- _Document section_
'''
Posted by **Z32** on Thursday, September 24, 2009 at 3:40am.

A street light is at the top of a 17 ft tall pole. A woman 6 ft tall walks away from the pole with a speed of 6 ft/sec along a straight path. How fast is her shadow lengthening when she is 30 ft from the base of the pole?

- Calculus -
**Reiny**, Thursday, September 24, 2009 at 8:47am
I hope you made a diagram.

let her distance from the pole be x ft

let the length of her shadow be y ft

by similar triangles,

6/y = 17/(x+y)

simplifying,

11y = 6x

11 dy/dt = 6 dx/dt

but dx/dt = 6

so dy/dt = 6/11 ft/sec

notice the 30 ft is irrelevant.

Also be careful to notice the wording.
'''
(Location identification entries)
'''
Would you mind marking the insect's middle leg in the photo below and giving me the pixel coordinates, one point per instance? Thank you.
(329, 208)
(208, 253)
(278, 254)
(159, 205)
'''
'''
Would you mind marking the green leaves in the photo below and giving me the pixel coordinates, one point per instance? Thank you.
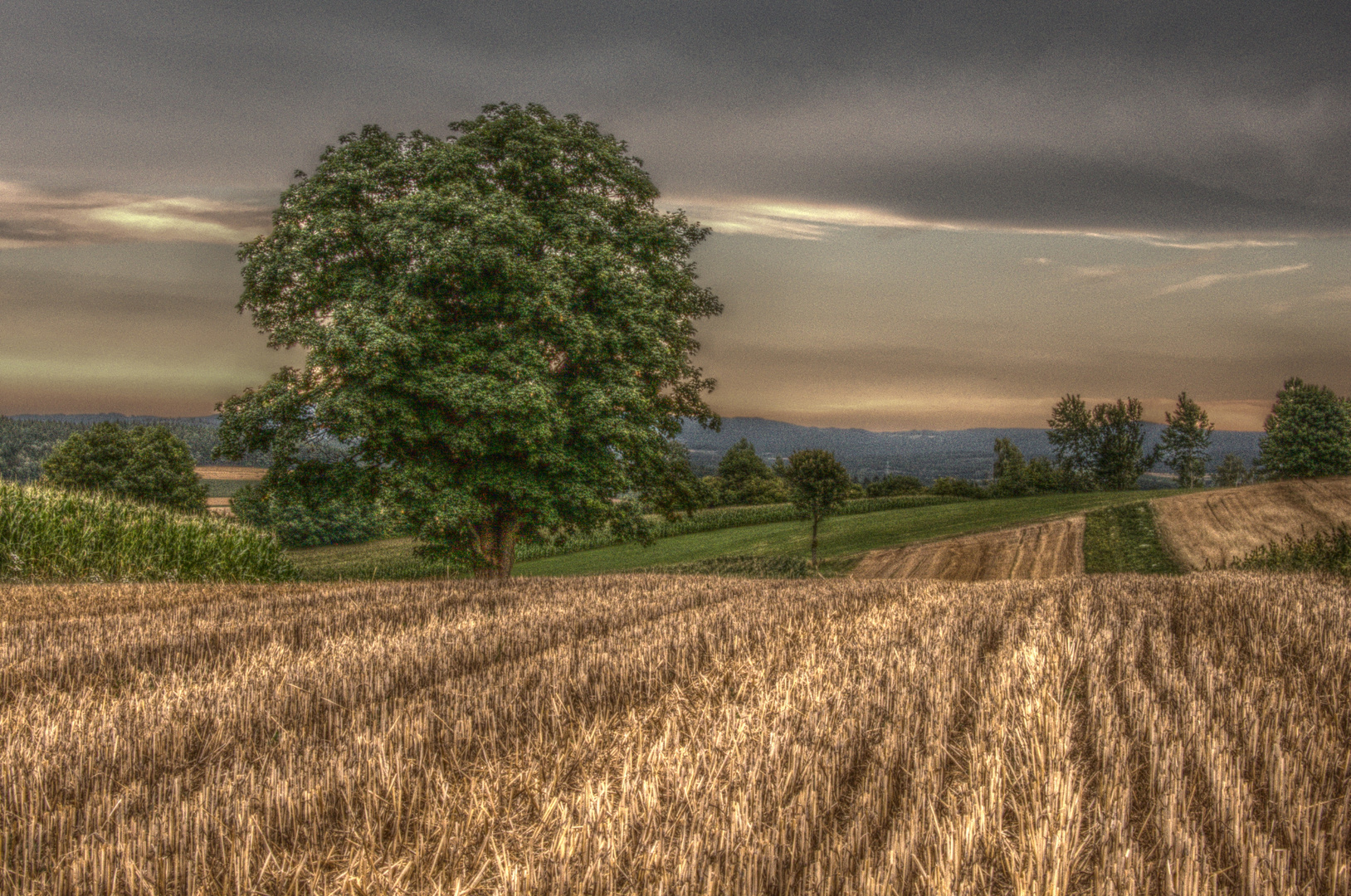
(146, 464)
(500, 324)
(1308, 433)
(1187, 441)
'''
'''
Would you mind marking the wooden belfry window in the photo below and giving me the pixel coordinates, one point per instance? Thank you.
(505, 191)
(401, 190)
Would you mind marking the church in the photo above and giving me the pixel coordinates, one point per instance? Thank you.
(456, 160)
'''
- _Stated task_
Reproduce the stretch of the street light shadow problem from "A street light" through "6/y = 17/(x+y)". The records have no connection to the text.

- _Result of the task_
A street light is at the top of a 17 ft tall pole. A woman 6 ft tall walks away from the pole with a speed of 6 ft/sec along a straight path. How fast is her shadow lengthening when she is 30 ft from the base of the pole?

- Calculus -
**Reiny**, Thursday, September 24, 2009 at 8:47am
I hope you made a diagram.

let her distance from the pole be x ft

let the length of her shadow be y ft

by similar triangles,

6/y = 17/(x+y)